== Work to complete ==
**1.** In the court opinion excerpt, what did the decedent's October 1964 distribution from the Christine Swartz trust buy?
**2.** Carry on the court opinion excerpt, starting after its final sentence.

== Source passage ==

=== Section Start ===

The evidence presented established, that, except for Christine, no distributions were made by the decedent. Decedent made two distributions of income from the Christine Swartz trust: a ?200 distribution in June 1962 to purchase a bedroom suite for Christine Swartz and a distribution in October 1964 to purchase a black-and-white television set. The successor trustees further contended that the decedent’s intent was that the trusts were for educational and medical needs. Evidence was also presented concerning the successor trustees’ actions.
Even if admissible, our review indicates that the evidence presented by the petitioners is inconclusive as to the intent of the decedent with respect to the power in issue. By the very terms of each trust, the intent cited by petitioners is consistent with the power to invade the principal, and as to that power, there is no question but that it is an ascertainable standard.
Were we to view this power as creating an ascertainable standard then grantors could easily retain significant control over their property and still avoid inclusion in their gross estate. This would clearly not be the intent of the statute.
It is to be noted that this Court and two Courts of Appeals have held on occasion that the word “benefit” or “happiness” may be an external standard. Estate of Edward E. Ford, 53 T.C. 114 (1969), aff'd. 450 F. 2d 878 (C.A. 2, 1971); United States v. Powell, 307 F. 2d 821 (C.A. 10, 1962); Salisbury v. United States, 377 F. 2d 700 (C.A. 2, 1967).

=== Section End ===

== Data ==
=== Section Start ===

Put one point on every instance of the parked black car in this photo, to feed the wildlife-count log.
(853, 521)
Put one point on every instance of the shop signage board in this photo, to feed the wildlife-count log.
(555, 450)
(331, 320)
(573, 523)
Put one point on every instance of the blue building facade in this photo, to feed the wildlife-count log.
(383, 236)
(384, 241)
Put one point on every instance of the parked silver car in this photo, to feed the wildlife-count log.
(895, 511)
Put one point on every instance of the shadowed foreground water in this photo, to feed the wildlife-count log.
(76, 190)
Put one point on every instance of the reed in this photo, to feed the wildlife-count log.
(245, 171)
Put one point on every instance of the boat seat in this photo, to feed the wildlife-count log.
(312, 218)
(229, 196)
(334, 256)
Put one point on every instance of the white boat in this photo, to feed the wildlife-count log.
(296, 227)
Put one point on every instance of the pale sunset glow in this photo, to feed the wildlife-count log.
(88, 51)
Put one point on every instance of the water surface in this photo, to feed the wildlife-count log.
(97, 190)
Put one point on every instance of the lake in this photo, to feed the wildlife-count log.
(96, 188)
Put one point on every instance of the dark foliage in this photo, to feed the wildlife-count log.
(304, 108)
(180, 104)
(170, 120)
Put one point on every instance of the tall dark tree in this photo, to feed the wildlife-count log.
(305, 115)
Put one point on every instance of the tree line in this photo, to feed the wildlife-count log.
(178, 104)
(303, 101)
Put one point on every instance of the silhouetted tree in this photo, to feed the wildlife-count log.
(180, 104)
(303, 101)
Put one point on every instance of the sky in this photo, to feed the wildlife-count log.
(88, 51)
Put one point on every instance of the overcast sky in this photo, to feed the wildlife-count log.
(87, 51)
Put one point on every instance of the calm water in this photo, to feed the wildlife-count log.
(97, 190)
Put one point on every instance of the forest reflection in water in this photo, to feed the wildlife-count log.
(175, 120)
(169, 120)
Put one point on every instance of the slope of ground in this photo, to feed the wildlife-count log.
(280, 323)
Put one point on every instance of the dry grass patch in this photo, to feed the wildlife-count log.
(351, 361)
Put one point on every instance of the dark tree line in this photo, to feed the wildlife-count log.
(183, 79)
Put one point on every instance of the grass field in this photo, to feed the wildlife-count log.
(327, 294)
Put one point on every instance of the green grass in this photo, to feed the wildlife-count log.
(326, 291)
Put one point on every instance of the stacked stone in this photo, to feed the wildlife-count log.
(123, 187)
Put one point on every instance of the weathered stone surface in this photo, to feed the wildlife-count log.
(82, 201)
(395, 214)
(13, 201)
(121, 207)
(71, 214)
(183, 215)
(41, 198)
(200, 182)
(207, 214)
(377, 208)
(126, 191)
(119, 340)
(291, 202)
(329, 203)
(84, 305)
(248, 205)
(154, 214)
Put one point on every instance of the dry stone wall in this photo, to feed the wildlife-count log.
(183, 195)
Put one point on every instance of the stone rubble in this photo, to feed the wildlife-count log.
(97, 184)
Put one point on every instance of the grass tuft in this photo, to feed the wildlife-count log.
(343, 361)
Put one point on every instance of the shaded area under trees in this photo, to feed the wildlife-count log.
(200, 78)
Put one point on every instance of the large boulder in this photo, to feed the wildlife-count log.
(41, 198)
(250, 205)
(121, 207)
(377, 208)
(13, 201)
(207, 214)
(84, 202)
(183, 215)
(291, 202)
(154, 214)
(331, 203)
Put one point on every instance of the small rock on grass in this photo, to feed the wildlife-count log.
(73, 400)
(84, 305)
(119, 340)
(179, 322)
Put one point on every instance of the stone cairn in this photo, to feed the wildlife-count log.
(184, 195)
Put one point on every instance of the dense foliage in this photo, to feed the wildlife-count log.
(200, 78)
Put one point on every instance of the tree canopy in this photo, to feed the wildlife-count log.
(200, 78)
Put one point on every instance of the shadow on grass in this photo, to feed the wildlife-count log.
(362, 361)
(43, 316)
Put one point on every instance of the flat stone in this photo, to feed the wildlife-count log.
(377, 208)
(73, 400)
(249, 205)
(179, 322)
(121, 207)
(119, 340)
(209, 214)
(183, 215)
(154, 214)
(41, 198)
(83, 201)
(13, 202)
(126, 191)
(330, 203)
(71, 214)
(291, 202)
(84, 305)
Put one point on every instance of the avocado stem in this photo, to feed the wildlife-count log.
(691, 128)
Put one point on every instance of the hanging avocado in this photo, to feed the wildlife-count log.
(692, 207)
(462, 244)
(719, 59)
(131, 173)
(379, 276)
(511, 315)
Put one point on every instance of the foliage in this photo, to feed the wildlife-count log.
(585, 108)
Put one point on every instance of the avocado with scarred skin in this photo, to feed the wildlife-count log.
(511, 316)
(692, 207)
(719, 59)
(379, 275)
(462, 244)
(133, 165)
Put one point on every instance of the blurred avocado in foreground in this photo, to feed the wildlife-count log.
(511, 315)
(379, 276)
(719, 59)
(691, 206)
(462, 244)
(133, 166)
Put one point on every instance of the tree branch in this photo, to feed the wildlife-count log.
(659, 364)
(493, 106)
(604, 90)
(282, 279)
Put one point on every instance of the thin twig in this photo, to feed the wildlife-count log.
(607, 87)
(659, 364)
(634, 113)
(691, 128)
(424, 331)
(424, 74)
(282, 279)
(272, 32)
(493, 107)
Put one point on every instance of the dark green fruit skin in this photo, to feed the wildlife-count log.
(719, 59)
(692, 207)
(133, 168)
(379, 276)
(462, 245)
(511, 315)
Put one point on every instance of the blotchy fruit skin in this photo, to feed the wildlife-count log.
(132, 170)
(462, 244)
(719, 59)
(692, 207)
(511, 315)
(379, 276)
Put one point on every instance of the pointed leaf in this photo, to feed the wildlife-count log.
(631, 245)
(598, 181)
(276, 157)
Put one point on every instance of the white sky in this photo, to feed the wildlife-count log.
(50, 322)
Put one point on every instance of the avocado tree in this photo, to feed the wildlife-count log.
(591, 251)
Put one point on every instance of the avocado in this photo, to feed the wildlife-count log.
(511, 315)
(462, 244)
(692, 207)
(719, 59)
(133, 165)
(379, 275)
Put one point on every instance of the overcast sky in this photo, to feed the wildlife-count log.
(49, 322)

=== Section End ===

== Results in order ==
**1.** A black-and-white television set.

**2.**
With regard to these cases, we noted the following in Stuit:
“In the Ford case, the Court noted the repeated use of the word “need” in the trust instrument. We concluded that the decedent did not intend the trustee to invade principal for “happiness” unless the trustee initially determined a “need” for such, an invasion. Por that reason the word “happiness” must be deemed qualified by the more limiting word “need.” The Tenth Circuit in Powell looked to the four corners of the trust instrument to determine the meaning of the word “happiness.” The trust instrument Indicated, said the court, that the power of the settlor-trustee to invade corpus for “happiness” should be exercised with restraint. The Tenth Circuit concluded that “happiness” was to be considered in that case synonymous with the words “welfare” and “comfort” appearing in the same clause of the instrument. The Second Circuit in Salisbury also looked to the four corners of the instrument to determine consistent with the decedent’s intentions the meaning of the word “benefit.” The court held in the context of the Instrument that the power of the trustee to invade corpus for the income beneficiary’s “benefit” was fixed by an ascertainable standard. [54 T.C. at 584.]”
With reference to the Ford case, see fn. 10 infra.
Note the limitation placed on the discretionary power to distribute income as opposed to the limitation on the discretionary power to invade the principal.
In making this determination we have considered petitioners’ argument that the term “necessary” in each trust creates a fiduciary requirement of need and that this constitutes an ascertainable standard. We have also considered the discussion in Estate of Edward E. Ford, supra. (See also fn. 8 supra.) While a degree of equivalency exists between “necessary” and need, we have found that the term “necessary” taken in the context of the power in issue is not equivalent to need and does not so limit that power.
Because we find that the power retained by the decedent was sufficiently broad and unrestricted so as to require inclusion of both the principal and accumulated income of the eight trusts for his grandchildren in his gross estate under sec. 2036(a) (2), it is unnecessary for us to consider this power in relation to sec. 2038(a) (1). Suffice it to say that the lack of an ascertainable standard would similarly cause inclusion in this instance under that section also.